Your reply should hold every record exactly as given, with no pictures in it.

____ Record excerpts

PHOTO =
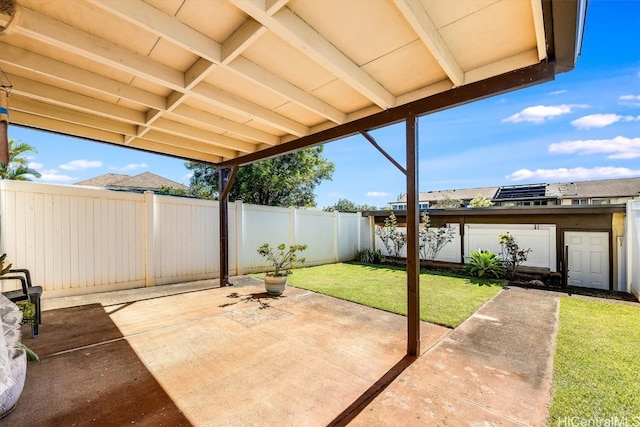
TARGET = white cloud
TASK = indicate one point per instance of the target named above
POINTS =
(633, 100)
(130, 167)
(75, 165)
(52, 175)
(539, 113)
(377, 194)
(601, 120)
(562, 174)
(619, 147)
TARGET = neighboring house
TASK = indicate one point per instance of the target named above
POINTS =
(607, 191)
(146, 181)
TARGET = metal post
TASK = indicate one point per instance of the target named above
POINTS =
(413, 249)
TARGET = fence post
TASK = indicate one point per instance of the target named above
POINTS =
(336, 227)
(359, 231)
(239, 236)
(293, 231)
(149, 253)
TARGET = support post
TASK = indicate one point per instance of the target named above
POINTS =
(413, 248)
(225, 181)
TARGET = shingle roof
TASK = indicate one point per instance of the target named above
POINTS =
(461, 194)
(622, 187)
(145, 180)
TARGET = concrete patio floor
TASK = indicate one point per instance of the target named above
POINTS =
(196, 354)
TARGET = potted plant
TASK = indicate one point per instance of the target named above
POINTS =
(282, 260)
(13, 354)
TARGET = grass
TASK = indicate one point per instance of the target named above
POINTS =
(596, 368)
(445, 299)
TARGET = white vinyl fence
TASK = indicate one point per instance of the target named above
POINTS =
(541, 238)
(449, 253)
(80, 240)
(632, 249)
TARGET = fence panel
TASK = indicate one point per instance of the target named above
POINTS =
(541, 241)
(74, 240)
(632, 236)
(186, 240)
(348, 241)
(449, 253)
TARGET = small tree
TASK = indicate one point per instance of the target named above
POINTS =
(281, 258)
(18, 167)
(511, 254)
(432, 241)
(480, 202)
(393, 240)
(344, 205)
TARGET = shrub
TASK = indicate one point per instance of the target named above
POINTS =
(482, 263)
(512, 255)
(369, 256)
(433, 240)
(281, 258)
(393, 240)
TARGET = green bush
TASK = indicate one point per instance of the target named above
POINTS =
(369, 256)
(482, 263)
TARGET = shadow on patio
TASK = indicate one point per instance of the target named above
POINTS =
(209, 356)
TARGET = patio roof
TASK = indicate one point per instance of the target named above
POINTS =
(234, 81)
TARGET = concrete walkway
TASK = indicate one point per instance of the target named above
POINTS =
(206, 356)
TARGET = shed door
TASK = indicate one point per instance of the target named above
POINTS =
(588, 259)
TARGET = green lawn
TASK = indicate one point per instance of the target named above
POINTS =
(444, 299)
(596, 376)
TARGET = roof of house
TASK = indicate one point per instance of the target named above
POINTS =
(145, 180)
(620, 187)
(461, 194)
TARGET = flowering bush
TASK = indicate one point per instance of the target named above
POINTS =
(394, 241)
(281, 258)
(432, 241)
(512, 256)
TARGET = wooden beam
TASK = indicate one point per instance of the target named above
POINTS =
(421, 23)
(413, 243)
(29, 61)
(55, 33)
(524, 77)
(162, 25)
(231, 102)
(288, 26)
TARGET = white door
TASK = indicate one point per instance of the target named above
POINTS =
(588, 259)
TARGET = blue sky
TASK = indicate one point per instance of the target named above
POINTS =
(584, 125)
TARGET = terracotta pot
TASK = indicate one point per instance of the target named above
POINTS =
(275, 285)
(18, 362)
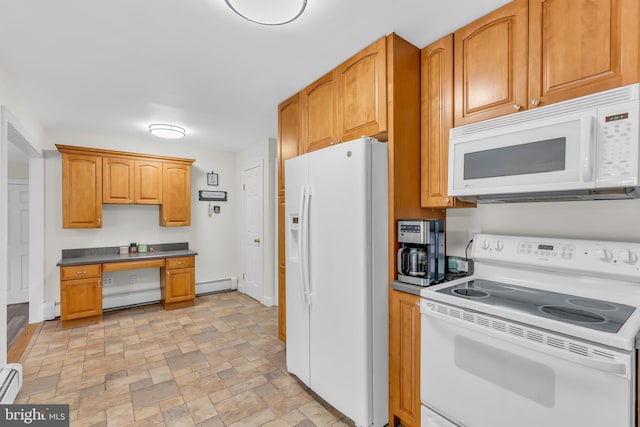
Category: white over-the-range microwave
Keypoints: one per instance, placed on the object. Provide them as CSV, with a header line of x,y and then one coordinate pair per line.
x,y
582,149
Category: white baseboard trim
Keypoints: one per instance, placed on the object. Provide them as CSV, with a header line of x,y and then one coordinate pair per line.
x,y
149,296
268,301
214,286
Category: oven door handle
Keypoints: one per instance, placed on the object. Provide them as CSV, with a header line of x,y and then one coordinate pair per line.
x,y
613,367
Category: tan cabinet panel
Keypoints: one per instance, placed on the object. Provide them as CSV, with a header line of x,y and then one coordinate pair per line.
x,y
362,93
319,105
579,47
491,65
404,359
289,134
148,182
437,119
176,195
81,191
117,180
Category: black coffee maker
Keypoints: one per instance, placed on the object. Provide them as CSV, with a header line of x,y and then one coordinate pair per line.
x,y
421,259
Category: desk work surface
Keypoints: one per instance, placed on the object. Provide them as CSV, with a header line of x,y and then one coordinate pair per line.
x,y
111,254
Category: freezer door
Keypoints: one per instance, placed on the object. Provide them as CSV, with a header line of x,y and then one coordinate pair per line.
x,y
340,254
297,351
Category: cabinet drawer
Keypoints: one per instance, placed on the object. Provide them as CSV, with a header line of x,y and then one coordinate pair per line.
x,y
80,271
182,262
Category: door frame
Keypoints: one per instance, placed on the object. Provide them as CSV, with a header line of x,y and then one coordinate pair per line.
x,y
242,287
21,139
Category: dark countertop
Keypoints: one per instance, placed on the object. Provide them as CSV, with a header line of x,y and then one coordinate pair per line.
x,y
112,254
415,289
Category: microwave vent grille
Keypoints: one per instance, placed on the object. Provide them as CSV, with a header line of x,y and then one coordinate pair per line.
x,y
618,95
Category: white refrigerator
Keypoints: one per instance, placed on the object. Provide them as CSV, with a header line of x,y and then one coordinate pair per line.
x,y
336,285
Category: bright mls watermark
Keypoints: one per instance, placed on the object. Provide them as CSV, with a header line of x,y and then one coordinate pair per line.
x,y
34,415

________

» **Finished task**:
PHOTO =
TARGET = white cloud
TASK = indicate one point per instance of the target named above
POINTS =
(633, 100)
(130, 167)
(75, 165)
(52, 175)
(539, 113)
(377, 194)
(601, 120)
(562, 174)
(619, 147)
TARGET = neighboring house
TASK = indicate one point per instance of the target named above
POINTS =
(607, 191)
(146, 181)
TARGET = metal post
TASK = indicate one point per instance of the target named above
POINTS =
(413, 249)
TARGET = fence post
TASK = indicate one point per instance of the target named above
POINTS =
(336, 227)
(359, 231)
(239, 236)
(293, 231)
(149, 253)
TARGET = support post
TASK = indicate one point per instance of the target named above
POINTS =
(413, 248)
(225, 181)
TARGET = shingle roof
TASK = indicate one point per instance of the target named above
POINTS =
(461, 194)
(622, 187)
(145, 180)
TARGET = concrete patio floor
TASK = indicate one point per instance of the target named above
POINTS =
(196, 354)
TARGET = potted plant
TASK = indicate one point per instance of the target named above
POINTS =
(282, 260)
(13, 354)
TARGET = grass
TASK = indicate one point per instance of the target named above
POINTS =
(596, 368)
(445, 299)
TARGET = white vinyl fence
TASK = indicate one point per instance of the target named above
POINTS =
(541, 238)
(449, 253)
(80, 240)
(632, 249)
TARGET = fence panel
TASK = indicate one point per instance of the target named above
POINTS =
(541, 241)
(74, 240)
(632, 236)
(186, 240)
(348, 241)
(449, 253)
TARGET = small tree
TASK = indicate one point per instance of the target named above
POINTS =
(281, 258)
(18, 167)
(511, 254)
(432, 241)
(480, 202)
(393, 240)
(344, 205)
TARGET = shrub
TASK = indicate one point per instance of the target named above
POINTS =
(482, 263)
(512, 255)
(369, 256)
(433, 240)
(281, 258)
(393, 240)
TARGET = green bush
TASK = indicate one point per instance of the target named above
POINTS =
(369, 256)
(482, 263)
TARGET = shadow on patio
TASK = indicate one point per instance of the target named above
POINTS =
(209, 356)
TARGET = patio roof
TASK = indicate one point per instance of the target named above
POINTS =
(234, 81)
TARGET = concrete walkway
TASK = indicate one point per instance of the target named above
POINTS =
(206, 356)
TARGET = shed door
TASK = indicate one point per instance of the target named above
POINTS =
(588, 259)
TARGET = green lawn
TASK = indicate one point per instance of the target named above
POINTS =
(444, 299)
(596, 376)
TARGET = roof of house
TASK = indicate one point per instance of the target named above
POINTS =
(145, 180)
(620, 187)
(461, 194)
TARGET = flowering bush
TASK = indicate one point per instance of the target named above
POINTS =
(394, 241)
(281, 258)
(432, 241)
(512, 256)
TARGET = wooden beam
TASK = indicate one point per instance of the target named above
POINTS =
(421, 23)
(413, 243)
(29, 61)
(55, 33)
(524, 77)
(162, 25)
(231, 102)
(288, 26)
TARGET = white door
TASK = indicate one point per instance of the target named above
POINTS =
(588, 259)
TARGET = blue sky
TASK = indicate one point per instance of the target named above
POINTS =
(584, 125)
TARGET = terracotta pot
TASK = indicate one point per instance of the target named above
POINTS =
(275, 285)
(18, 362)
Category: white over-the-range microwave
Keypoints: one per instance, placed on the object. Provide them as CSV, with a header line of x,y and then one coordinate pair per line.
x,y
582,149
Category: white baseboard trim
Keypoints: one per instance, placed on the object. Provide them as CSV, with a header line of x,y and then one coordinate pair per line.
x,y
149,296
268,301
214,286
Category: oven door handle
Keypoints: one per instance, placed on the object. Provide them as CSV, with a header line of x,y and then one coordinate pair per line.
x,y
613,367
Category: tan cabinet panel
Keypoints: one per instance, placed on the object. Provide them as CSV, with a header line of x,y and then one coordinate pair per line.
x,y
362,93
319,105
579,47
491,65
404,359
289,134
148,182
437,119
176,195
81,191
117,180
Category: black coffee maker
Keypoints: one per instance, placed on the object. Provide them as CSV, with a header line of x,y and then one coordinate pair per line.
x,y
421,259
Category: desk work surface
Keypoints: one per instance, placed on the object. Provide them as CSV, with a header line of x,y and then one coordinate pair per line.
x,y
111,254
Category: freezer door
Keypoints: one per instance, placed on the object. Provide them as CSV, with a header line of x,y and then one coordinate pair per line.
x,y
340,254
297,351
Category: cabinet drawer
Keypoints: one per instance, placed on the object. Provide them as CSV, with a header line of x,y and then one coordinate pair per line.
x,y
80,271
182,262
Category: door frame
Keypoints: one per instance, placed on the object. Provide them as CSV, with a header line of x,y and then one coordinate pair per line.
x,y
242,287
21,139
Category: dark countertop
Keypoints: one per instance, placed on the object. Provide them as CSV, with a header line of x,y and then one coordinate pair per line.
x,y
112,254
415,289
Category: microwave vent grille
Keypoints: one per instance, placed on the object. Provide them as CSV, with a header line of x,y and then one coordinate pair per line.
x,y
618,95
Category: white refrigerator
Keypoints: one per instance, placed on the object. Provide them as CSV, with a header line of x,y and then one coordinate pair per line.
x,y
336,285
Category: bright mls watermark
Keypoints: one per instance, placed on the object. Provide them as CSV, with a header line of x,y and then one coordinate pair per line.
x,y
34,415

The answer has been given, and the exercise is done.